[TASK STATEMENT] Copy every entry word for word, but skip the pictures.

[RECORDS SHOWN]
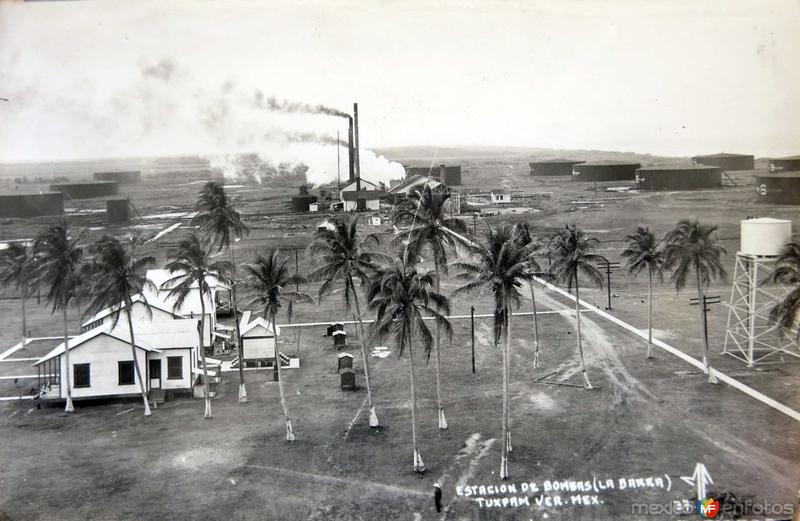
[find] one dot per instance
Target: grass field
(653, 419)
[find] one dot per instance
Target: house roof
(413, 182)
(363, 182)
(160, 276)
(81, 339)
(246, 325)
(153, 302)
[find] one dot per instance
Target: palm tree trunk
(201, 331)
(535, 328)
(586, 382)
(373, 417)
(701, 304)
(649, 311)
(128, 305)
(442, 419)
(66, 372)
(419, 466)
(506, 435)
(289, 433)
(242, 387)
(24, 314)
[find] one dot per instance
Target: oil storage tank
(727, 161)
(126, 177)
(785, 164)
(301, 203)
(679, 178)
(553, 167)
(778, 188)
(87, 190)
(117, 210)
(31, 205)
(600, 171)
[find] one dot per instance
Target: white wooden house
(101, 362)
(142, 320)
(258, 339)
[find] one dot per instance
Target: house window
(80, 373)
(174, 367)
(126, 373)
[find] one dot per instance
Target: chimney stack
(350, 154)
(356, 158)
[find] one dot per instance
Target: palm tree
(402, 296)
(116, 274)
(692, 246)
(432, 230)
(523, 235)
(268, 278)
(502, 265)
(17, 270)
(786, 312)
(58, 270)
(222, 225)
(644, 251)
(191, 265)
(570, 249)
(345, 256)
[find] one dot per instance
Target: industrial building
(727, 161)
(31, 205)
(447, 175)
(600, 171)
(785, 164)
(117, 210)
(778, 188)
(553, 167)
(87, 190)
(128, 177)
(679, 178)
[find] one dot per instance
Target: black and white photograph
(421, 260)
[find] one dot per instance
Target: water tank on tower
(765, 237)
(751, 335)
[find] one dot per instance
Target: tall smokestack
(350, 153)
(355, 147)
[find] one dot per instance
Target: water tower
(751, 336)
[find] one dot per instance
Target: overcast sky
(674, 77)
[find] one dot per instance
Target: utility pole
(609, 267)
(694, 301)
(472, 320)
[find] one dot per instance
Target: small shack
(339, 339)
(258, 340)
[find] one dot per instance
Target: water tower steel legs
(750, 335)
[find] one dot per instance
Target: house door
(155, 374)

[SOLUTION FOR THIS TASK]
[find] one dot per instance
Target: grass field
(653, 419)
[find] one dot per instance
Target: house roof
(413, 182)
(363, 182)
(160, 276)
(81, 339)
(246, 325)
(153, 302)
[find] one dot per instance
Target: palm tree trunk
(201, 331)
(535, 328)
(586, 382)
(373, 417)
(701, 304)
(649, 311)
(128, 305)
(442, 419)
(66, 372)
(419, 466)
(506, 435)
(289, 433)
(242, 387)
(24, 314)
[find] one dot per instance
Target: oil storage tank
(727, 161)
(126, 177)
(785, 164)
(301, 203)
(679, 178)
(553, 167)
(778, 188)
(87, 190)
(117, 210)
(31, 205)
(600, 171)
[find] one dot per instance
Target: white wooden house
(101, 362)
(142, 320)
(258, 339)
[find] one dot per instance
Target: house window
(80, 373)
(174, 367)
(126, 373)
[find] one dot per instance
Target: chimney stack
(350, 154)
(356, 158)
[find] one dot per instance
Target: palm tree
(402, 296)
(116, 274)
(692, 246)
(432, 230)
(523, 235)
(268, 278)
(502, 265)
(17, 270)
(786, 312)
(58, 270)
(222, 225)
(644, 251)
(191, 265)
(570, 249)
(345, 256)
[find] one dot per instance
Target: industrial building
(727, 161)
(31, 205)
(447, 175)
(600, 171)
(785, 164)
(117, 210)
(778, 188)
(553, 167)
(87, 190)
(128, 177)
(679, 178)
[find] one dot per instance
Target: black and white photograph
(421, 260)
[find] one dot per instance
Target: water tank on tower
(765, 237)
(751, 335)
[find] one dot per instance
Target: tall smokestack
(350, 153)
(355, 147)
[find] one dot per instance
Target: water tower
(751, 336)
[find] one dot per instance
Target: overcast sky
(674, 77)
[find] one dot per instance
Target: utility pole
(609, 267)
(694, 301)
(472, 320)
[find] one dot per instance
Target: small shack
(339, 339)
(258, 340)
[find] one dot per instance
Target: water tower steel legs
(750, 335)
[find] one dot per instance
Target: house door
(155, 374)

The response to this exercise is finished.